• DATA SUPPLIED:

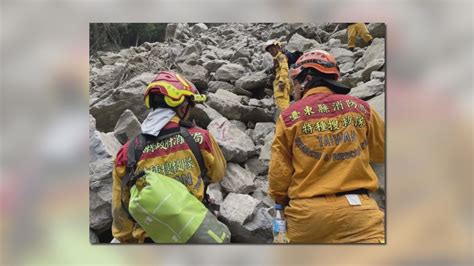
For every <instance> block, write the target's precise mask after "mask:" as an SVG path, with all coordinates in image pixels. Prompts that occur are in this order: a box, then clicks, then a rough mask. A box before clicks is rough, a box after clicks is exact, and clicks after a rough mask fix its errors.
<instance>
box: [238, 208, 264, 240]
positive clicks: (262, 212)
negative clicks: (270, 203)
mask: <svg viewBox="0 0 474 266" xmlns="http://www.w3.org/2000/svg"><path fill="white" fill-rule="evenodd" d="M270 209H271V208H257V210H256V211H255V214H254V216H253V217H252V220H250V221H249V222H247V223H246V224H244V229H245V231H244V232H245V233H246V234H236V235H235V238H234V239H236V241H238V242H239V240H240V241H241V242H243V243H258V244H270V243H273V232H272V220H273V216H272V215H271V214H270V213H269V211H270Z"/></svg>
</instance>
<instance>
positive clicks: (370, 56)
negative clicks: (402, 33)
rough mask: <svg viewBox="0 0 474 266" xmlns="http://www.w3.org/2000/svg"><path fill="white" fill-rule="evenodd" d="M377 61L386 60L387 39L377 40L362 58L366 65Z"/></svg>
mask: <svg viewBox="0 0 474 266" xmlns="http://www.w3.org/2000/svg"><path fill="white" fill-rule="evenodd" d="M376 59H385V39H383V38H375V39H374V40H373V41H372V44H371V45H370V46H369V47H368V48H367V51H365V53H364V55H363V56H362V60H363V61H364V63H365V65H368V64H370V63H371V62H372V61H374V60H376Z"/></svg>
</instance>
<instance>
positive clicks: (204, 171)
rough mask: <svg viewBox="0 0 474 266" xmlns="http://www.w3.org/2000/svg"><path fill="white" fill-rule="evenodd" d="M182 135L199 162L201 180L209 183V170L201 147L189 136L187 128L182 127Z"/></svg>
mask: <svg viewBox="0 0 474 266" xmlns="http://www.w3.org/2000/svg"><path fill="white" fill-rule="evenodd" d="M180 134H181V136H183V138H184V141H186V143H187V144H188V146H189V148H190V149H191V151H192V152H193V155H194V157H195V158H196V160H197V161H198V164H199V168H200V169H201V178H202V179H203V180H204V181H205V182H207V168H206V165H205V164H204V158H203V157H202V153H201V149H199V146H198V145H197V143H196V141H194V138H193V137H192V136H191V134H189V131H188V129H187V128H185V127H181V128H180Z"/></svg>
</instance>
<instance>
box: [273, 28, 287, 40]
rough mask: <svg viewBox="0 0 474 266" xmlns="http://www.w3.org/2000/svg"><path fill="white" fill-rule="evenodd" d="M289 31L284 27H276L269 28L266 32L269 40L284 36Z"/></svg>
mask: <svg viewBox="0 0 474 266" xmlns="http://www.w3.org/2000/svg"><path fill="white" fill-rule="evenodd" d="M289 33H290V31H289V30H288V29H287V28H286V27H278V28H276V29H272V30H271V32H270V33H269V34H268V39H269V40H270V39H278V38H280V37H286V36H287V35H288V34H289Z"/></svg>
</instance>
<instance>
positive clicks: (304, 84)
mask: <svg viewBox="0 0 474 266" xmlns="http://www.w3.org/2000/svg"><path fill="white" fill-rule="evenodd" d="M306 84H308V81H306V80H305V81H304V82H303V83H301V91H303V90H304V89H305V87H306Z"/></svg>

• TASK ITEM: Find every line in the material above that contains the word "clicks" and copy each of those lines in full.

• YOUR RESPONSE:
For every <instance> block, write the target's precise mask after "mask:" as an SVG path, with all coordinates in image pixels. Prompts that occur are in this order: a box, then clicks, then a rough mask. A box before clicks is rough, a box after clicks is exact, and clicks after a rough mask fix its errors.
positive clicks: (262, 212)
negative clicks: (270, 203)
positive clicks: (370, 56)
negative clicks: (402, 33)
positive clicks: (204, 171)
positive clicks: (304, 84)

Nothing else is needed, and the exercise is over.